In full and without deviation, write out the entries that follow.

********************

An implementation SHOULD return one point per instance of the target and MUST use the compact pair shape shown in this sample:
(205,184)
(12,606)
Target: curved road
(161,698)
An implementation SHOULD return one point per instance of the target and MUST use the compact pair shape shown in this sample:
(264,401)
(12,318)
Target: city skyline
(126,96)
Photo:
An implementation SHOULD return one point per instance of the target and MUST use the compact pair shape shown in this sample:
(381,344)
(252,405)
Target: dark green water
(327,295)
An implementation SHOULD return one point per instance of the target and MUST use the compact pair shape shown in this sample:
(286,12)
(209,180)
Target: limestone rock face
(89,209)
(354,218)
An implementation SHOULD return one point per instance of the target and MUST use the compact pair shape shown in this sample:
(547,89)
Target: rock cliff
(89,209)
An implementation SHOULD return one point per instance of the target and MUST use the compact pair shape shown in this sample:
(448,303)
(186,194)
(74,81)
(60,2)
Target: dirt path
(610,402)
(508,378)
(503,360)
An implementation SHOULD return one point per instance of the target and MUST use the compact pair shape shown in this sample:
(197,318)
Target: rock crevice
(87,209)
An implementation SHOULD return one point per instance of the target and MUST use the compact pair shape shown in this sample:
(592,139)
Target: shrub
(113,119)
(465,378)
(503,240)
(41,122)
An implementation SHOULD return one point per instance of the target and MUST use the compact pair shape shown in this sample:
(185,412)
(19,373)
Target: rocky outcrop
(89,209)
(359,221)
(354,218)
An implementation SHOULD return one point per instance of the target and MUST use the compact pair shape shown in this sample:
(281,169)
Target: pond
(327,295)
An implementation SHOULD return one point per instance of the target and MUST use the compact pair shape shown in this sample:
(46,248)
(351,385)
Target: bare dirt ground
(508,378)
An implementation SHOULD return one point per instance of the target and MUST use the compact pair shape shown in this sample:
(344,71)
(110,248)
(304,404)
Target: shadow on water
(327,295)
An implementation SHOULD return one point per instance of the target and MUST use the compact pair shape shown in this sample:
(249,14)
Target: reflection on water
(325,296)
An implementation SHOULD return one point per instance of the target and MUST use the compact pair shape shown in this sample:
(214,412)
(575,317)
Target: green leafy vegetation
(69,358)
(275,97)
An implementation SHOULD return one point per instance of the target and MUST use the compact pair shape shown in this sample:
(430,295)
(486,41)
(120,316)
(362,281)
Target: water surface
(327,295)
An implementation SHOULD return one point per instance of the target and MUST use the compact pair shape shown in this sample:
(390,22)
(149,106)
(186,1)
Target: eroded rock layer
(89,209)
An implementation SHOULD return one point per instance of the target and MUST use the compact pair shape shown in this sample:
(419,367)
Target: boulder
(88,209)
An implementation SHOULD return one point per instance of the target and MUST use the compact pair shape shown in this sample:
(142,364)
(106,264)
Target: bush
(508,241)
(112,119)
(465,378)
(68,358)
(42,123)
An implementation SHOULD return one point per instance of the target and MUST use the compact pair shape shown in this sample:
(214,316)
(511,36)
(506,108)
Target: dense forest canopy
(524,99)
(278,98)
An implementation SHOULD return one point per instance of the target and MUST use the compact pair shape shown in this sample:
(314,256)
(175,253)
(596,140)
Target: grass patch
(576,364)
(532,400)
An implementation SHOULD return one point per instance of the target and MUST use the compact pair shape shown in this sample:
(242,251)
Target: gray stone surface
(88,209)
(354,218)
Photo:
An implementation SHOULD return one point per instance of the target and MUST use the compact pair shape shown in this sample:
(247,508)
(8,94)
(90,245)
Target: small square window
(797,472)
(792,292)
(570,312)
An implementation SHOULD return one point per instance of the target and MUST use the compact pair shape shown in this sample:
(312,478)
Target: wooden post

********************

OUTPUT BELOW:
An implementation SHOULD return one point per instance of the target and MUST use the compact pair shape shown in this sample:
(205,184)
(12,606)
Target: curved road
(161,698)
An implementation SHOULD return one point per instance of the target and MUST use the compact pair shape shown in this sample:
(264,401)
(12,318)
Target: city skyline
(126,96)
Photo:
An implementation SHOULD return one point per instance of the target and MUST use the compact pair shape shown in this sample:
(381,344)
(252,405)
Target: dark green water
(327,295)
An implementation SHOULD return one point per instance of the target and MUST use the compact pair shape shown in this sample:
(286,12)
(209,180)
Target: limestone rock face
(89,209)
(354,218)
An implementation SHOULD return one point per instance of the target and MUST use the compact pair shape shown in this sample:
(547,89)
Target: rock cliff
(89,209)
An implementation SHOULD return one point per instance of the target and MUST use the compact pair shape shown in this sample:
(448,303)
(186,194)
(74,81)
(60,2)
Target: dirt path
(610,402)
(508,378)
(503,360)
An implementation SHOULD return one point per instance of the target and MUST use the compact pair shape shown in this sample:
(197,318)
Target: rock crevice
(87,209)
An implementation SHOULD return one point per instance of the target and MUST use the compact pair shape shown in this sample:
(592,139)
Target: shrub
(113,119)
(465,378)
(503,240)
(41,122)
An implementation SHOULD return one point per instance of the target and MUST use the compact pair shape shown in this sample:
(185,412)
(19,373)
Target: rocky outcrop
(89,209)
(359,221)
(354,218)
An implementation SHOULD return one point per instance of the target and MUST use the compact pair shape shown in this sample:
(281,169)
Target: pond
(327,295)
An implementation SHOULD return one point per instance of the target and MUST use the compact pair shape shown in this sample:
(46,248)
(351,385)
Target: bare dirt ground
(508,378)
An implementation SHOULD return one point per instance of the target and MUST use the compact pair shape shown in this sample:
(344,71)
(110,248)
(304,404)
Target: shadow on water
(327,295)
An implementation SHOULD return one point per instance of the target and MUST use the compact pair shape shown in this sample:
(249,14)
Target: reflection on water
(325,296)
An implementation SHOULD return one point per instance of the target and MUST use the compact pair shape shown in this sample:
(214,412)
(575,317)
Target: green leafy vegetation
(69,358)
(275,97)
An implementation SHOULD return one point per instance of the target and MUST use the compact pair shape shown in this sample:
(430,295)
(486,41)
(120,316)
(362,281)
Target: water surface
(327,295)
An implementation SHOULD return one point per instance of the target and MUST use the compact pair shape shown in this sample:
(390,22)
(149,106)
(186,1)
Target: eroded rock layer
(89,209)
An implementation SHOULD return one point per instance of the target and MUST use the compact pair shape shown in this sample:
(419,367)
Target: boulder
(88,209)
An implementation SHOULD return one point per instance of the target and MUST use the compact pair shape shown in this sample:
(142,364)
(106,264)
Target: bush
(508,241)
(112,119)
(465,378)
(68,358)
(42,123)
An implementation SHOULD return one point per instance of the target and MUST use the compact pair shape shown in this sample:
(214,316)
(511,36)
(506,108)
Target: dense forest canopy
(524,99)
(278,98)
An implementation SHOULD return one point per instance of the target and MUST use the compact pair shape shown in this sample:
(314,256)
(175,253)
(596,140)
Target: grass patch
(576,364)
(532,400)
An implementation SHOULD return one point per instance of the target and MUST use the compact pair shape shown in this sample:
(242,251)
Target: gray stone surface
(88,209)
(354,218)
Photo:
An implementation SHOULD return one point per instance of the target and MUST use the compact pair shape shown in this sample:
(247,508)
(8,94)
(90,245)
Target: small square window
(797,472)
(792,292)
(570,312)
An implementation SHOULD return one point per instance of the target and MUST use the compact pair shape shown in this sample:
(312,478)
Target: wooden post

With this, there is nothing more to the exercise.